:: Problem to work on ::
List each line of the entries below that contains the string "wing". Case counts.

--- start of Raw records ---

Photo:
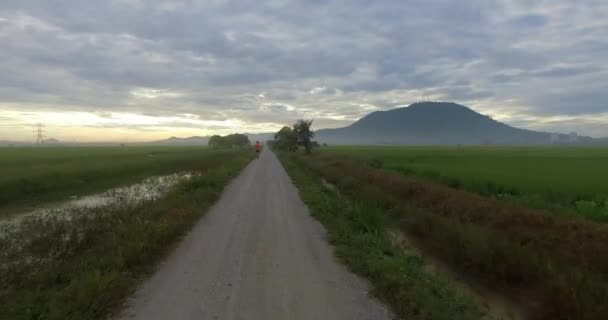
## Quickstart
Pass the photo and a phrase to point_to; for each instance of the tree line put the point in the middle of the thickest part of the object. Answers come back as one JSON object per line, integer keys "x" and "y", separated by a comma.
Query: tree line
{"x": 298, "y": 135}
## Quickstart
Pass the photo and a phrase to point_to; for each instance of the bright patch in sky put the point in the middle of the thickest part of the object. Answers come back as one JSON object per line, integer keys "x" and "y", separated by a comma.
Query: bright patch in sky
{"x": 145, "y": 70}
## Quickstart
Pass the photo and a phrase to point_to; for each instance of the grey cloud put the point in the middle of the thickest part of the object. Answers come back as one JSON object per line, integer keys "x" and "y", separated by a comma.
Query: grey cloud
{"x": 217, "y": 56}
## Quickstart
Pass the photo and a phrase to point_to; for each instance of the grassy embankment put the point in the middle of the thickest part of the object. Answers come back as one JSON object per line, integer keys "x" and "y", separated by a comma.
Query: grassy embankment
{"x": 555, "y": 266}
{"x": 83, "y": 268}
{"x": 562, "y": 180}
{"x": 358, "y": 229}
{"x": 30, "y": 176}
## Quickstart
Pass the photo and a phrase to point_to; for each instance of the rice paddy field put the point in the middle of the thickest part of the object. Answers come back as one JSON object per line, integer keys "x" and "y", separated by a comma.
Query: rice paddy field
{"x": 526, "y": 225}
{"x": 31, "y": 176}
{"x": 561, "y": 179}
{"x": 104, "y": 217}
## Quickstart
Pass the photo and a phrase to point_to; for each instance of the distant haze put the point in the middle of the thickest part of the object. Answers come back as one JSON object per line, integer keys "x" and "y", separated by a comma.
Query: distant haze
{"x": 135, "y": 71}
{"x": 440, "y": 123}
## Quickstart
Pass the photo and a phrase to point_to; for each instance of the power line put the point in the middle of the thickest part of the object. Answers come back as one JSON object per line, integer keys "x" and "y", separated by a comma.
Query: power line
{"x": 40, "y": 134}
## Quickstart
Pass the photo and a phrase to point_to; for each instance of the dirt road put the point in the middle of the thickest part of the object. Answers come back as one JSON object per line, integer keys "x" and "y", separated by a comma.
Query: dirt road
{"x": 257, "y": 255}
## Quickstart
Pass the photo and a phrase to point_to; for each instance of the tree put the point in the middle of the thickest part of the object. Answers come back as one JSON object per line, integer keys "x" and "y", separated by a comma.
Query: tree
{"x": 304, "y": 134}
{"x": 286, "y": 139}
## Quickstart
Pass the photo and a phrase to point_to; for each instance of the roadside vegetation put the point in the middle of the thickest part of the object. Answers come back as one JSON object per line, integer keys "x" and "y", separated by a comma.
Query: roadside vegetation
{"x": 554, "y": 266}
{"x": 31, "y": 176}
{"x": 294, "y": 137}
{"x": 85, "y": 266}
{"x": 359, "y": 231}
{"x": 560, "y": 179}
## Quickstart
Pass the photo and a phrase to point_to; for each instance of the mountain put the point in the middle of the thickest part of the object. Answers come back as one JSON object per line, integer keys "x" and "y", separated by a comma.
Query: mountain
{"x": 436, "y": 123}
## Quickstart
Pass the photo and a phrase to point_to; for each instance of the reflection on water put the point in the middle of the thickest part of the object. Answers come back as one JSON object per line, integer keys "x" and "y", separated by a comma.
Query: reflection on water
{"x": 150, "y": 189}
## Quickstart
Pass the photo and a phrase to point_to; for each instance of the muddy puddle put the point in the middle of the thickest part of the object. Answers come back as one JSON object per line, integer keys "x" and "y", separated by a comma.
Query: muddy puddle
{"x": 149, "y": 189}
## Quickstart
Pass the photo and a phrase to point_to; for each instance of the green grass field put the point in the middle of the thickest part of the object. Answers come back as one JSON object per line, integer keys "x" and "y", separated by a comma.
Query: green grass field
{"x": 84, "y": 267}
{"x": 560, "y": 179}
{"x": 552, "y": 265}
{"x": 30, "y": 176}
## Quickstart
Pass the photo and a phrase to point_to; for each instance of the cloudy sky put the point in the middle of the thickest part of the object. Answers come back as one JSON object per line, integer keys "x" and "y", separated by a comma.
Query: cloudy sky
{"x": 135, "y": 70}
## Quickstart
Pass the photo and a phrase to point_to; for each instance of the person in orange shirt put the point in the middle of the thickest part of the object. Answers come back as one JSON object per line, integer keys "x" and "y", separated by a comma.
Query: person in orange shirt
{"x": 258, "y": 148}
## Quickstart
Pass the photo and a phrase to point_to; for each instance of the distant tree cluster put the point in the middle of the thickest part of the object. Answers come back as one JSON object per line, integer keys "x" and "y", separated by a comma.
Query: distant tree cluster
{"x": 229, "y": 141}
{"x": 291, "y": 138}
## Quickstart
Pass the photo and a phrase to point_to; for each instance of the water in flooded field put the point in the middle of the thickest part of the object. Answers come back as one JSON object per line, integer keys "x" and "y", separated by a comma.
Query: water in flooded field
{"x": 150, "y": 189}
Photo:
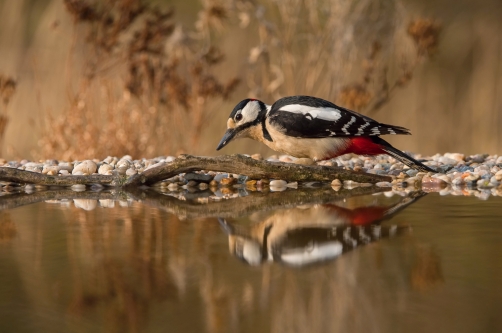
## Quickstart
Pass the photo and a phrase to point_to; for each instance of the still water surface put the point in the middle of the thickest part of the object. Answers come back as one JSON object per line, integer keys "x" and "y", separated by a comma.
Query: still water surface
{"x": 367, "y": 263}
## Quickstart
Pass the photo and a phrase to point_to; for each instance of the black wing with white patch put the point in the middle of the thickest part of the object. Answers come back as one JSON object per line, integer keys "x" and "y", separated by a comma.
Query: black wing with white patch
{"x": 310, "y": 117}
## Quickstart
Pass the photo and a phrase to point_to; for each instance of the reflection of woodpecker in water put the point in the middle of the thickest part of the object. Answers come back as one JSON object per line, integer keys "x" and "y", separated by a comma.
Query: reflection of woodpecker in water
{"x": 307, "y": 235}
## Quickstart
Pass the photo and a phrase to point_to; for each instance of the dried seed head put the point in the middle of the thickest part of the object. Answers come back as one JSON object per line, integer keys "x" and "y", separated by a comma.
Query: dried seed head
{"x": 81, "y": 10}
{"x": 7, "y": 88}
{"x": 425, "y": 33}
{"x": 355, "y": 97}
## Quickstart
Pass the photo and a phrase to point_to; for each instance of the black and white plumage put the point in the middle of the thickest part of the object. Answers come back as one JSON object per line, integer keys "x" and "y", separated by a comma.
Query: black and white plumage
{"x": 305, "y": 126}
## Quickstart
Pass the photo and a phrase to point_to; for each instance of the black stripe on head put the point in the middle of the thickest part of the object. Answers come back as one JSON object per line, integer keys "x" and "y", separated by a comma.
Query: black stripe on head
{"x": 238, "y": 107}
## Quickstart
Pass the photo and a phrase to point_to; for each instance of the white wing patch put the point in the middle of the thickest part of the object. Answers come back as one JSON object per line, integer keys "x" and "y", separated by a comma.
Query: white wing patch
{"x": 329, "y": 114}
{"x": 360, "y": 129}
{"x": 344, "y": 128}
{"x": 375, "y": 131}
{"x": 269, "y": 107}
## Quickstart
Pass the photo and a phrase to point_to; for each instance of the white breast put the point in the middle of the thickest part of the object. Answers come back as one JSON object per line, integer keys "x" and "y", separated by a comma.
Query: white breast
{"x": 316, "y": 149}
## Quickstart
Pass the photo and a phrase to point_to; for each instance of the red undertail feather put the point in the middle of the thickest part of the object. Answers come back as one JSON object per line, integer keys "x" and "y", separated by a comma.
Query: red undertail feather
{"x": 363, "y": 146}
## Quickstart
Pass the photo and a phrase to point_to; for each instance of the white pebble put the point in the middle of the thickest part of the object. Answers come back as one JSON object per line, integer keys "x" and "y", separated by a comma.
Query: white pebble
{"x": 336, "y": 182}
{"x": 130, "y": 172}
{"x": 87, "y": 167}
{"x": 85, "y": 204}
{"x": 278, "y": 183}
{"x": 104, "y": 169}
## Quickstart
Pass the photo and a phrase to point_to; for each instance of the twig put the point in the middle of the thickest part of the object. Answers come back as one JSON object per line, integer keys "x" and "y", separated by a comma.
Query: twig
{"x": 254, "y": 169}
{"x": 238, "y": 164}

--- end of Raw records ---

:: Full answer ::
Pass the photo and a phrase to point_to; for each instance of the black wing with white patch put the point in the middle of the thickest part of the object. Answers come back as one JSON object per line, integer keys "x" and "y", separated by a comma.
Query: black wing with white patch
Pass the photo and a phrase to point_to; for each instance of the white wing patch put the point in the middle of the thickest part of the object. Answers come back as one JSON object per line, integer keys "x" and "y", separated by a comma.
Query: white wing patch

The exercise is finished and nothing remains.